> Listed entries:

--- Start ---

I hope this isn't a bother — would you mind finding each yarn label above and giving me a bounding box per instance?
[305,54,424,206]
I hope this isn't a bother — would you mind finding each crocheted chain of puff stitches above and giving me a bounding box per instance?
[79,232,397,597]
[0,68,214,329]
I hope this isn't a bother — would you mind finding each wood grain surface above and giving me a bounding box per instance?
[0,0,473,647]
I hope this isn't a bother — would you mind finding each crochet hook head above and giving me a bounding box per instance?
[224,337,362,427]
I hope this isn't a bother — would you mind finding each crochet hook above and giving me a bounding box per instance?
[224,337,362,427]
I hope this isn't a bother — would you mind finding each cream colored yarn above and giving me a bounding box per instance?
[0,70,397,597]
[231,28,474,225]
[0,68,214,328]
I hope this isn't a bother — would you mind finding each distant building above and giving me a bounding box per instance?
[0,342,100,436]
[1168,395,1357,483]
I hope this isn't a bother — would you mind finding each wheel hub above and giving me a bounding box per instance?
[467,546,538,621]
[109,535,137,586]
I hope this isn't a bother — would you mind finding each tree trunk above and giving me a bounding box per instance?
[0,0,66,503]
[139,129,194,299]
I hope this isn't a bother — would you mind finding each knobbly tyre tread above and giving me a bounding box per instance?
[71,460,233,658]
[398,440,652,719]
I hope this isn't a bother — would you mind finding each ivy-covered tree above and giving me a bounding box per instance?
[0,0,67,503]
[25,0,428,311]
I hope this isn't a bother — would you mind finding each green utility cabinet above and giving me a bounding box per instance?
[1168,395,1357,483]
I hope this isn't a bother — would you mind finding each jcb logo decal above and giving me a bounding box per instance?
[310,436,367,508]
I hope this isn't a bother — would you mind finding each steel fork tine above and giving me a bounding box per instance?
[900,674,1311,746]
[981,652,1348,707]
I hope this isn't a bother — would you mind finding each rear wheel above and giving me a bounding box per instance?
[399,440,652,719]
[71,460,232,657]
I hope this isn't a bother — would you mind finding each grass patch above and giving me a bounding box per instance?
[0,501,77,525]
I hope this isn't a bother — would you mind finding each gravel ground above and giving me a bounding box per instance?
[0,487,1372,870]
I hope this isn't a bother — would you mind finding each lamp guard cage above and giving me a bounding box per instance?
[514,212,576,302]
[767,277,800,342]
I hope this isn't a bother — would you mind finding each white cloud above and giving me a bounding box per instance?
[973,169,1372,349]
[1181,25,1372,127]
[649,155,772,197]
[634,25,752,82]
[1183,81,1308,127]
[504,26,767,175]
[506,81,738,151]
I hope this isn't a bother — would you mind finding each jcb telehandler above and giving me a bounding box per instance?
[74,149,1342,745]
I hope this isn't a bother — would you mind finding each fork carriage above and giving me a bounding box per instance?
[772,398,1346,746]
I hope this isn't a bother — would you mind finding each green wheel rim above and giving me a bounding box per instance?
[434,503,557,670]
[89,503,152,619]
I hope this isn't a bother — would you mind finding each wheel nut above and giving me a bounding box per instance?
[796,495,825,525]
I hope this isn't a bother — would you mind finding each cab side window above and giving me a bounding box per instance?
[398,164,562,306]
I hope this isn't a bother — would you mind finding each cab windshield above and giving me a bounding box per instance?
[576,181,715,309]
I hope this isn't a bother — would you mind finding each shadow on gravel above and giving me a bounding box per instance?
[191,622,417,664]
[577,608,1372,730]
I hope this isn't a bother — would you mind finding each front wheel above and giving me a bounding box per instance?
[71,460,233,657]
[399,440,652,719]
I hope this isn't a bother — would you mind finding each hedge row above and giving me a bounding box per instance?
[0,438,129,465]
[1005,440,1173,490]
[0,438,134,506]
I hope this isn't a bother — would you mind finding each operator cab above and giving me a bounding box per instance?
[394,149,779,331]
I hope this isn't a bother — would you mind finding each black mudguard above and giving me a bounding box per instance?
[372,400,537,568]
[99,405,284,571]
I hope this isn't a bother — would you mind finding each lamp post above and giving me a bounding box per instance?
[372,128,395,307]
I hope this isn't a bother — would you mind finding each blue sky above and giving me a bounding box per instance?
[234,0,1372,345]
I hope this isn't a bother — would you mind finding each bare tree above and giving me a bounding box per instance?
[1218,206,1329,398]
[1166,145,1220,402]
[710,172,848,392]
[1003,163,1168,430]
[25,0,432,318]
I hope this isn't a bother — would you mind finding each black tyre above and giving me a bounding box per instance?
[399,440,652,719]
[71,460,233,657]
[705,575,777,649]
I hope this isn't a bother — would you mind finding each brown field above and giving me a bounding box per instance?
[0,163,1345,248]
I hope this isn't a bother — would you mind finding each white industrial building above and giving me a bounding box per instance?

--- End ---

> Stated exercise:
Reproduce each of the records above word for word, in their original order.

> Result below:
I hope this isn't a bother — would you mind finding each yarn label above and giving me a bounding box per instance?
[305,54,424,206]
I hope this isn't a bother — would you mind finding each crocheted chain of puff stitches above and giving me a bounding box per instance?
[79,232,397,597]
[0,68,214,329]
I hope this isn't a bother — would you mind finding each wood grain surface above and giving me a bounding box per instance?
[0,0,473,647]
I hope this isn't a bother — would you mind finding each crochet hook head above and giving me a bounding box per instance?
[224,337,362,427]
I hope this isn't a bother — would you mind finding each crochet hook above and giving me a bounding box per instance?
[224,337,362,427]
I hope this isn't a bother — would you mind finding each cream colored yarn above and giving me a bounding box per instance?
[0,70,397,597]
[231,28,474,225]
[0,68,214,328]
I hope this isn't a bother — would you mind finding each distant building above and giving me a bounding box per instance?
[0,342,100,436]
[1168,395,1357,483]
I hope this isn't a bother — would you mind finding each wheel hub above and giving me a bounding box per instance?
[467,546,538,621]
[109,535,137,586]
I hope this isn't a bother — would you mind finding each tree trunk above and giving me a bounding box per instance?
[0,0,66,503]
[139,129,194,299]
I hope this isn't a bother — would you mind finding each knobbly tyre tread above and giving me a bounding box per instance?
[71,460,233,658]
[398,440,652,719]
I hope this isn't a bother — would you mind finding each ivy-covered tree above and giving me a bounding box per instance?
[0,0,67,503]
[25,0,428,311]
I hope this isn't a bother — would you mind finding each green utility cabinet above and giving me a bounding box per instance?
[1168,395,1357,483]
I hope this isn't a bother — would you mind finding each jcb logo decal above and giving me a bounding box per instance?
[310,436,367,508]
I hope this isn't a bother — would you mind finding each steel fork tine above and giving me a bounding box per instance?
[900,674,1311,746]
[981,652,1348,707]
I hope this isn't a bother — would you mind finding each rear wheel above and giving me a bounding box per instance?
[399,440,652,719]
[71,460,232,657]
I hope this isn't a bother — would you mind finding each grass patch above and giving me a bounding box per instance?
[0,501,77,525]
I hope this isn't a bother — would you mind finding each gravel ground above and giving me a bounding box per instance?
[0,487,1372,870]
I hope this isn't a bother — would you mind finding each lamp guard cage above and giving me a bounding box per instance?
[514,212,576,302]
[767,277,800,342]
I hope this isn't a bother — would you mind finding each white cloud above and giving me a bounding box per instance?
[973,169,1372,349]
[1181,25,1372,127]
[649,155,772,197]
[634,25,752,82]
[1183,81,1308,127]
[504,26,767,175]
[506,81,738,151]
I hope this isn't a bother — would you mind finding each jcb telehandler above and giving me a bounding box per instance?
[74,149,1342,745]
I hope this isn't a bother — would you mind finding each fork carriage above and giving me a bounding box per instance?
[772,398,1346,746]
I hope this isn't a bother — would you mind finding each green wheel rim above and giving me a bounding box per instance?
[434,503,557,670]
[89,503,152,619]
I hope this isn't a bother — would you mind finding each wheel nut above and giving me a bounding box per instance?
[796,495,825,525]
I hope this isn't a bother — would you mind finding each cab side window above and giving me a bounding box per instance?
[398,164,562,306]
I hope this isn't a bother — would you mind finding each cab windshield above and giving me a bounding box per instance?
[576,181,715,309]
I hope this isn't a bother — would you mind finding each shadow on gravel above and giving me a bounding box per instance?
[191,622,417,664]
[577,608,1372,730]
I hope this isn't a bother — would you mind finding each front wheel above and giving me a bounding box per instance?
[71,460,233,657]
[399,440,652,719]
I hope this isn't a bother — would you mind finding each hedge row above and giving me a bounding box per instance?
[0,438,129,465]
[1005,440,1173,490]
[0,438,134,506]
I hope this isn't a bother — would you mind finding each operator cab above and giving me a bounding box per instance?
[394,149,779,331]
I hope this isn't a bother — would you mind finding each black mudguard above and giving me a bounding box per instance?
[372,400,537,568]
[99,405,284,571]
I hope this isn't a bother — would you mind finding each lamp post above and giving me a bounding box per instance?
[372,128,395,307]
I hope this isn't a bother — would you mind finding each blue sky above and giving me a bounding box per instance?
[234,0,1372,345]
I hope this isn't a bother — would you mind finding each bare tree above and giving me a bounding box per instance?
[1218,206,1329,398]
[1166,145,1220,402]
[710,172,848,392]
[1003,163,1168,430]
[25,0,432,318]
I hope this isn't a bother — would you mind finding each black tyre above and giving me a bounding box per instance?
[399,440,652,719]
[71,460,233,657]
[705,575,777,649]
I hope this isn't a bother — would you mind finding each brown field above and giving me a bounding box per instance?
[0,163,1345,248]
I hope this isn't a bother — would you mind finding each white industrial building above and giving me a bounding box per instance?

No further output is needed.